◆ Cosa farai:
**a.** Puoi riscrivere in forma più breve il paragrafo dell'articolo che inizia con "Gli ingredienti per una storia enigmatica", mantenendone i fatti principali?
**b.** Restituisci il passo dell'articolo che comincia con "Gli ingredienti per" e prosegue fino a "costa del Maine.".
**c.** Secondo l'articolo, dove è comparsa la struttura analoga sull'Atlantico?

◆ Pagina:
Massimo Gaggi, Corriere della Sera 30/10/2013, 30 ottobre 2013
IL GIALLO DELLE DUE ISOLE GALLEGGIANTI CENTRI DATI O NEGOZI DI GOOGLE?
Gli ingredienti per una storia enigmatica e avvincente sono molti: un’isola galleggiante — un’enorme zattera d’acciaio sulla quale sorge un castello fatto di vari piani di container — spuntata all’improvviso nel bel mezzo della baia di San Francisco. Una struttura analoga che si materializza in modo altrettanto misterioso dall’altra parte degli Stati Uniti, sull’Atlantico: vicino a Portland, lungo la costa del Maine.

◆ Elenco:
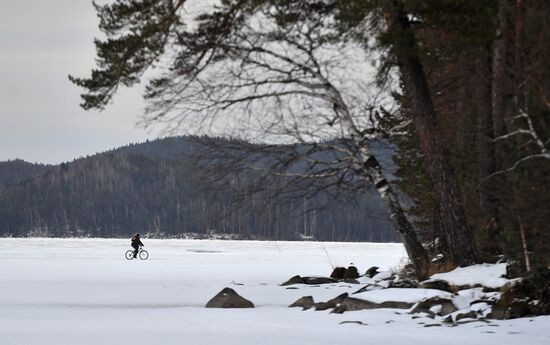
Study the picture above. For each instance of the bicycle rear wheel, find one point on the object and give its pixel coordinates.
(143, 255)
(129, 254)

...

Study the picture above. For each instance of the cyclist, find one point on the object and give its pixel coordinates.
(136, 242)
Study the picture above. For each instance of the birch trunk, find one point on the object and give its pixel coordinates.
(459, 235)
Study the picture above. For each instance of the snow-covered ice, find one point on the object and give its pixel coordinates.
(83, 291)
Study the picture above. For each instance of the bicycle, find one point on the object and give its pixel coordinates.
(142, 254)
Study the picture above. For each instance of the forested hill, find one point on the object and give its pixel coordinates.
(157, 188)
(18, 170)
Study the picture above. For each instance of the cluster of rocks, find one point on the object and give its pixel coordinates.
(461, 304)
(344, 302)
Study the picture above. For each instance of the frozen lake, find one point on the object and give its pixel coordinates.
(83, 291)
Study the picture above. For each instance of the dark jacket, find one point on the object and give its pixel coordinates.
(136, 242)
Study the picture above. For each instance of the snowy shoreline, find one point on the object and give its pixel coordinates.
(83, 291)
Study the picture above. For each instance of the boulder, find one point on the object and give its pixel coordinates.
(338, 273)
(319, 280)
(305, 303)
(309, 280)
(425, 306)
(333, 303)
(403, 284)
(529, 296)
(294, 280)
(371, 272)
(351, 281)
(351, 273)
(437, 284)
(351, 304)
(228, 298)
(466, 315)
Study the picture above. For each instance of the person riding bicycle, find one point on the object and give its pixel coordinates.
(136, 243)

◆ Esiti dei compiti:
**a.** Una storia enigmatica con molti ingredienti: un'isola galleggiante, cioè un'enorme zattera d'acciaio con un castello di container a più piani, comparsa all'improvviso in mezzo alla baia di San Francisco. Una struttura simile è apparsa in modo altrettanto misterioso sull'Atlantico, vicino a Portland, lungo la costa del Maine.

**b.**
Gli ingredienti per una storia enigmatica e avvincente sono molti: un’isola galleggiante — un’enorme zattera d’acciaio sulla quale sorge un castello fatto di vari piani di container — spuntata all’improvviso nel bel mezzo della baia di San Francisco. Una struttura analoga che si materializza in modo altrettanto misterioso dall’altra parte degli Stati Uniti, sull’Atlantico: vicino a Portland, lungo la costa del Maine.

**c.** Vicino a Portland, lungo la costa del Maine.